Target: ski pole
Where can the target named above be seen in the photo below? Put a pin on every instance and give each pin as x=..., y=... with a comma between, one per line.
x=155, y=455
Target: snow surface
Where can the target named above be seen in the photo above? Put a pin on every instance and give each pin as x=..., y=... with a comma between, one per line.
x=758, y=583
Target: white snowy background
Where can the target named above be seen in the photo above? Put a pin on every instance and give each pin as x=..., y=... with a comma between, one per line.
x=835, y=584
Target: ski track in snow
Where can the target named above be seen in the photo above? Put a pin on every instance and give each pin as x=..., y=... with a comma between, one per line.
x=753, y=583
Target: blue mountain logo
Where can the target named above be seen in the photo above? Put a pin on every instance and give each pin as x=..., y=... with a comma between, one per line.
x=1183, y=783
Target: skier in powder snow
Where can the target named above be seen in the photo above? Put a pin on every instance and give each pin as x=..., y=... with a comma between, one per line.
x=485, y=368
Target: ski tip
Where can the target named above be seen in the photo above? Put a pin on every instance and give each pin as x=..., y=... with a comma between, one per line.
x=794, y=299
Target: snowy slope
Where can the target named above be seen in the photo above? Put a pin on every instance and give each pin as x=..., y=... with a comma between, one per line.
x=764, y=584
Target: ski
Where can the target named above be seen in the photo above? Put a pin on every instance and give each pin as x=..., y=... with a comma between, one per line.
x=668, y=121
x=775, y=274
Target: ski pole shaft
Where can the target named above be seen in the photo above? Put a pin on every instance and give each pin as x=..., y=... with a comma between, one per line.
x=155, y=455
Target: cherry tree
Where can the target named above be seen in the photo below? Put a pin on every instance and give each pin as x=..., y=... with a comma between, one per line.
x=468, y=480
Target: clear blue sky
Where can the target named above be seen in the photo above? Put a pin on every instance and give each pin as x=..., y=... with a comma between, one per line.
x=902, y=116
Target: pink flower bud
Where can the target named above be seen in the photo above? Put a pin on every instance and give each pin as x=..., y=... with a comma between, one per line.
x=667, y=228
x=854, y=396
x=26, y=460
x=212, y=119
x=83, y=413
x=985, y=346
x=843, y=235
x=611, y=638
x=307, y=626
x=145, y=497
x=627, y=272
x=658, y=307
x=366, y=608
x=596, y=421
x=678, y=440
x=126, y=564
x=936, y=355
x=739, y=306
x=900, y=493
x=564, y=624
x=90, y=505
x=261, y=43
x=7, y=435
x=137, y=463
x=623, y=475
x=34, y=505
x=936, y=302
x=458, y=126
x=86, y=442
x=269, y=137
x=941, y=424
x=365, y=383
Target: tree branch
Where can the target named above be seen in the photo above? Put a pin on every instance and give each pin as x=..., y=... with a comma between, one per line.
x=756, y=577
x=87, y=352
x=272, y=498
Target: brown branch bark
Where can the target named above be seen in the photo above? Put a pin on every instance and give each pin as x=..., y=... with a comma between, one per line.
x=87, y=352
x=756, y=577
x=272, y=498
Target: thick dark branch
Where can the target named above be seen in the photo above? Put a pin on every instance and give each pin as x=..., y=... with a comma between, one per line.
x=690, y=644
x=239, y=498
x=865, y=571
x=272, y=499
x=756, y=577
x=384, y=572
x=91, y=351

◆ **Problem to work on**:
A line counts if it holds the word "snowy". How many lines of the entries count? Give the number only.

◆ **Solution to this exercise**:
2